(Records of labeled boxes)

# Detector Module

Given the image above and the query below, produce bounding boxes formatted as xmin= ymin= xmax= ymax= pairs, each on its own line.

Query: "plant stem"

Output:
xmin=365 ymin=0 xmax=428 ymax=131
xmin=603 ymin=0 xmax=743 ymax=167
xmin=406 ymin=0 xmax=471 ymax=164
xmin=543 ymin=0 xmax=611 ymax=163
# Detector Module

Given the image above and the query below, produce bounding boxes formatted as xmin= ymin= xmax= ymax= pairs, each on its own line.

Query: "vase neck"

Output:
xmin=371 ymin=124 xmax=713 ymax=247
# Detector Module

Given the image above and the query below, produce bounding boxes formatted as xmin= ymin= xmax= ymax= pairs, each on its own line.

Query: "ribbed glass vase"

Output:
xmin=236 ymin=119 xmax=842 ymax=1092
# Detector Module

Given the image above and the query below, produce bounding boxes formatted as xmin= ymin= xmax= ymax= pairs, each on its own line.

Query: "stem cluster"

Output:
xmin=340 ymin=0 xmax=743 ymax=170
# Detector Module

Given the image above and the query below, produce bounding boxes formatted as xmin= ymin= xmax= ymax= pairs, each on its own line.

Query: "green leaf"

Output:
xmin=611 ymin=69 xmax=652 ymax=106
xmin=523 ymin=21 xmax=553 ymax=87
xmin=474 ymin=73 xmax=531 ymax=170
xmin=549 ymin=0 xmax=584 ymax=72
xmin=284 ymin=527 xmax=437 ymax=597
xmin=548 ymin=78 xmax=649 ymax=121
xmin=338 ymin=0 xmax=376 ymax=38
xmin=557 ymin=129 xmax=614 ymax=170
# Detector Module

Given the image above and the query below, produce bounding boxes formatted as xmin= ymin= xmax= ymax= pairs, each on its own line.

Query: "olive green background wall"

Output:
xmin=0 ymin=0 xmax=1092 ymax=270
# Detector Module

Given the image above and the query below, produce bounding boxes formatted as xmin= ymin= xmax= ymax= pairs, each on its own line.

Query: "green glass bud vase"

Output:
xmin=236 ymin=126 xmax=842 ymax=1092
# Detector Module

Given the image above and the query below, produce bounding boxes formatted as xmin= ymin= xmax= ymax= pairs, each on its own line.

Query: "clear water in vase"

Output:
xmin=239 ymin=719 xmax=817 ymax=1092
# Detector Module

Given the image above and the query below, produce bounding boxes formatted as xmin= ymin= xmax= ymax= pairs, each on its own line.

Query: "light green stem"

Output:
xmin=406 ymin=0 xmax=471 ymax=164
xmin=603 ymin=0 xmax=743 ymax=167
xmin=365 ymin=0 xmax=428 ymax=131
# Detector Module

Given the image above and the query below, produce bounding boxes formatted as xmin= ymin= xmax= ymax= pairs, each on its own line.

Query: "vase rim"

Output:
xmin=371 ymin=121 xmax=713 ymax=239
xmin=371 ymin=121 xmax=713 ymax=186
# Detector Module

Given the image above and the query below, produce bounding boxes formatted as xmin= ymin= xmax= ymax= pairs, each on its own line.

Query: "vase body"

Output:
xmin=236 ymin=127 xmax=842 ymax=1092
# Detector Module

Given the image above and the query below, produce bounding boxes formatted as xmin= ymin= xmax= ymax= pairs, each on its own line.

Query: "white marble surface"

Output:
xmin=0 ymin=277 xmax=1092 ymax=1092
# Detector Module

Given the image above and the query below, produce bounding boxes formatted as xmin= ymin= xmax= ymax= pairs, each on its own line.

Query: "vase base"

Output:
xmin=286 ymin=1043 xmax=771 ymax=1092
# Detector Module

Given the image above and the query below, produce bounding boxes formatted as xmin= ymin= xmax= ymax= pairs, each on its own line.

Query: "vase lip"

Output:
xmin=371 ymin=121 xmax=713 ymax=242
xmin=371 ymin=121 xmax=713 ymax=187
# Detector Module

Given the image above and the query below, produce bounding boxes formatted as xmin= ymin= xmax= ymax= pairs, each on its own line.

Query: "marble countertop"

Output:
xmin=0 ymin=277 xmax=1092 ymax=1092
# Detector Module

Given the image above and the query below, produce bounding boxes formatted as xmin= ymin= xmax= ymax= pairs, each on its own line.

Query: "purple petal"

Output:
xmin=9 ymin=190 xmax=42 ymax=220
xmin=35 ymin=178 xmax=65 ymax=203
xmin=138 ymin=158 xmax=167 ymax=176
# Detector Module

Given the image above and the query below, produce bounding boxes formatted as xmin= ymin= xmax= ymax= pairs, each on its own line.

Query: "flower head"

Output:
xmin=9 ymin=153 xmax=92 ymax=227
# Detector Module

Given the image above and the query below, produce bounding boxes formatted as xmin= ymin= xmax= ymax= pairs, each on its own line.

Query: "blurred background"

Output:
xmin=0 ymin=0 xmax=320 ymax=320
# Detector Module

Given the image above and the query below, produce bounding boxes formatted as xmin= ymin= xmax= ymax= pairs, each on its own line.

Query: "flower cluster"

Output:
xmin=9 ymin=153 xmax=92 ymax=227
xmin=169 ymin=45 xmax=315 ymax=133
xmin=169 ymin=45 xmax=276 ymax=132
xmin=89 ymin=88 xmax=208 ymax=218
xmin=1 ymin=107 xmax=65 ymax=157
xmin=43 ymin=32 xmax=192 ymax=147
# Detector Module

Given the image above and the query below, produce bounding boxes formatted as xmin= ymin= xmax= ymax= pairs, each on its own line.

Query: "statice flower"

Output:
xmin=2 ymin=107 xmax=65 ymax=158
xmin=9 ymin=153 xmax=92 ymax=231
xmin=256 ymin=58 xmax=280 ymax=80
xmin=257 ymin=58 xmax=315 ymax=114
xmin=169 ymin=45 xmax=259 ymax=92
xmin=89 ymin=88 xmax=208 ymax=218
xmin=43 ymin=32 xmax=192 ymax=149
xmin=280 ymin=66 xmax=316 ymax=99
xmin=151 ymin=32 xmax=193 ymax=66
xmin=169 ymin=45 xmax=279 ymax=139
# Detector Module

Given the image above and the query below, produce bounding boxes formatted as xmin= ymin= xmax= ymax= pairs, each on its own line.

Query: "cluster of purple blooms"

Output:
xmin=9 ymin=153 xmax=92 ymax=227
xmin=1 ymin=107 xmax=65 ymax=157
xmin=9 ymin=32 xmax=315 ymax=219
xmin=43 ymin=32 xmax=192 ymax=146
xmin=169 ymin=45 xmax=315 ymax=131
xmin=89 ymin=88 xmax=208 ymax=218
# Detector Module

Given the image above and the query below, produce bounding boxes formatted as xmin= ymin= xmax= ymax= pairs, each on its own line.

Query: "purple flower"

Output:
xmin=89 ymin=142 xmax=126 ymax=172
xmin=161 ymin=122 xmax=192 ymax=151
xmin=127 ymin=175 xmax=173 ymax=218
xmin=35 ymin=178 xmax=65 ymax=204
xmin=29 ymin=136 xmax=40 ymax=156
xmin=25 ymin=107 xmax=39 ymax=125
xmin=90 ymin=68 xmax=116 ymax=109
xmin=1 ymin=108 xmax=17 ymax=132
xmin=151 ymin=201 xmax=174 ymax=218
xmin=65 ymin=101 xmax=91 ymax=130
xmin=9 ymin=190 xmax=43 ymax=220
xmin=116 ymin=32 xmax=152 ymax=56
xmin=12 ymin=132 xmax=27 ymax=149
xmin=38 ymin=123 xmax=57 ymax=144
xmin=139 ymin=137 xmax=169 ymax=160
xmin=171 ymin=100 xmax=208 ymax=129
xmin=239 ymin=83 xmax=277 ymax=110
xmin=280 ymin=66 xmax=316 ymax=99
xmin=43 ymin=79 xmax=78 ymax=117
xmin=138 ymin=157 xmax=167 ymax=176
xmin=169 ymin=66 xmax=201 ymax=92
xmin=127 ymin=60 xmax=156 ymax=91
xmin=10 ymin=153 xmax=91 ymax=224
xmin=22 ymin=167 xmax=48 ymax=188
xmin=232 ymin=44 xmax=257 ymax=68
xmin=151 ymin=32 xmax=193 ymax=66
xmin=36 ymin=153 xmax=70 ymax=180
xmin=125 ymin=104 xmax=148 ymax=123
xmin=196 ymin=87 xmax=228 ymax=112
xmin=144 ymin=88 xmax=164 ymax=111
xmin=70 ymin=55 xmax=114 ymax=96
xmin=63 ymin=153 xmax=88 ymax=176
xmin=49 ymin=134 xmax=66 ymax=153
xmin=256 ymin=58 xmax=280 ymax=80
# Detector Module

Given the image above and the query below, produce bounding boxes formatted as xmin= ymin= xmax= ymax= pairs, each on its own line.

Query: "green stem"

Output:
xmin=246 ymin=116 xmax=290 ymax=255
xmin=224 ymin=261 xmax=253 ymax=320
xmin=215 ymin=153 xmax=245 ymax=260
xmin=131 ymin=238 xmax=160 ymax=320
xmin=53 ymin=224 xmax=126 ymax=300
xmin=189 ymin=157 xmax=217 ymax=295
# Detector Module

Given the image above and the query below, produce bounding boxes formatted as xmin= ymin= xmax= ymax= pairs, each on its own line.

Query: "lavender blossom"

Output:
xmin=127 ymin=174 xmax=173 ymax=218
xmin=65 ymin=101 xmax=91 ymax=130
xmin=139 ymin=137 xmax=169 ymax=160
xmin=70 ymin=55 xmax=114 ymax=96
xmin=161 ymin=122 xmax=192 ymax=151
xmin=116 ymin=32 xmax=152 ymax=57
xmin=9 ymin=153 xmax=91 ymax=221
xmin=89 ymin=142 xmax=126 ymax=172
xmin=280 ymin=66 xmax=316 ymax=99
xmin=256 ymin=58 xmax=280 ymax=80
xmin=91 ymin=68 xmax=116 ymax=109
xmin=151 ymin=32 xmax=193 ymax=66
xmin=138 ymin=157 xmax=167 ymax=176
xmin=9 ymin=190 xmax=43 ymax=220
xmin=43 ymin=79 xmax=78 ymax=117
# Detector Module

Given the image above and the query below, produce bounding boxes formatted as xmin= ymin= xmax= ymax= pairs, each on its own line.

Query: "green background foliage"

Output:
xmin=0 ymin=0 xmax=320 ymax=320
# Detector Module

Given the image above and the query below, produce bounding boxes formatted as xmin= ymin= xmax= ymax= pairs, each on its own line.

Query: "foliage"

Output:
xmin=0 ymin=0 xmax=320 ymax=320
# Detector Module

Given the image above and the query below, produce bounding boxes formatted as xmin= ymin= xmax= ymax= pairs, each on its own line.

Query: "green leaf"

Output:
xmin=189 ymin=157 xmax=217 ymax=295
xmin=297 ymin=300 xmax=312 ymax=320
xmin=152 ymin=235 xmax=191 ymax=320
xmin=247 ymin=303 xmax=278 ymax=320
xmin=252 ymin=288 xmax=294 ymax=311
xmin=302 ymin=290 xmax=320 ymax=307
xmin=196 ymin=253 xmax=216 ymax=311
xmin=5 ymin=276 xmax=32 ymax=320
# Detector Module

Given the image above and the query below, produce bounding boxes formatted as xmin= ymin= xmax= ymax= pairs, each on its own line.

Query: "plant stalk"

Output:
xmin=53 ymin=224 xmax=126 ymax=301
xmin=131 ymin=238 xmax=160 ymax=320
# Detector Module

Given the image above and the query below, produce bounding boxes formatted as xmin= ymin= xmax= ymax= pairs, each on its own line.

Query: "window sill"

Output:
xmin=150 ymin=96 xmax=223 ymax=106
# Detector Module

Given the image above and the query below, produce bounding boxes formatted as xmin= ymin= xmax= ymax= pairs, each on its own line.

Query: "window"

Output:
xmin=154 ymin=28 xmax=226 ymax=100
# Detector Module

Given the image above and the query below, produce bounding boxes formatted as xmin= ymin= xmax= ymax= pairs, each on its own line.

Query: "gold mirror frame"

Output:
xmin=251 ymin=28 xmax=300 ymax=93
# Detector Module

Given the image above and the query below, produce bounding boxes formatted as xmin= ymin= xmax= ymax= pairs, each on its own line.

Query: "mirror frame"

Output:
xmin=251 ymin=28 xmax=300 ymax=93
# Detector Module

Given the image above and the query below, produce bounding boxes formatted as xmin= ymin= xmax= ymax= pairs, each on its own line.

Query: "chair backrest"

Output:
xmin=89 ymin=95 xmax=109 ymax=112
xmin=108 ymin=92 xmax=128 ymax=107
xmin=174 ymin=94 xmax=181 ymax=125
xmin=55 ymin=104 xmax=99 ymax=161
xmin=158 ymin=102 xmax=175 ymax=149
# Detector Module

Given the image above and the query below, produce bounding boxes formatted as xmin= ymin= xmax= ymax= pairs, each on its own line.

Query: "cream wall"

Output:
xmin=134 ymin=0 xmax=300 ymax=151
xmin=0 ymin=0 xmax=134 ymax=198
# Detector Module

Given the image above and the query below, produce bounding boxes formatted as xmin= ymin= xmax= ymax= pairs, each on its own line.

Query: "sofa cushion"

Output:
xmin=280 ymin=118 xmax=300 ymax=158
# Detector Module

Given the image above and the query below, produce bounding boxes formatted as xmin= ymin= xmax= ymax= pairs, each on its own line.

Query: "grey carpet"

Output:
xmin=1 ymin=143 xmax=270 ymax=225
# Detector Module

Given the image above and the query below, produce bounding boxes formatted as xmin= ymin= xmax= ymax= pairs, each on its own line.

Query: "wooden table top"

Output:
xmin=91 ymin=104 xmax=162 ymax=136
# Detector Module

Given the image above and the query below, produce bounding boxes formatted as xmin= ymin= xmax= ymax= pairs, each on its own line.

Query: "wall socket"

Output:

= DESCRIPTION OF THE TASK =
Can you recast the entries, from their first line through the line containing "xmin=371 ymin=124 xmax=713 ymax=247", as a JSON list of strings with one string per line and blank lines omitted?

= RESPONSE =
[
  "# Detector Module",
  "Given the image above and the query below, produce bounding boxes formatted as xmin= ymin= xmax= ymax= pairs, each on its own line.",
  "Query: \"plant stem\"",
  "Output:",
  "xmin=365 ymin=0 xmax=428 ymax=131",
  "xmin=603 ymin=0 xmax=743 ymax=167",
  "xmin=406 ymin=0 xmax=471 ymax=164",
  "xmin=543 ymin=0 xmax=611 ymax=163",
  "# Detector Module",
  "Given the image above and the query below, produce bounding boxes formatted as xmin= ymin= xmax= ymax= pairs, each on its own line.",
  "Query: \"vase neck\"",
  "Output:",
  "xmin=371 ymin=124 xmax=713 ymax=247"
]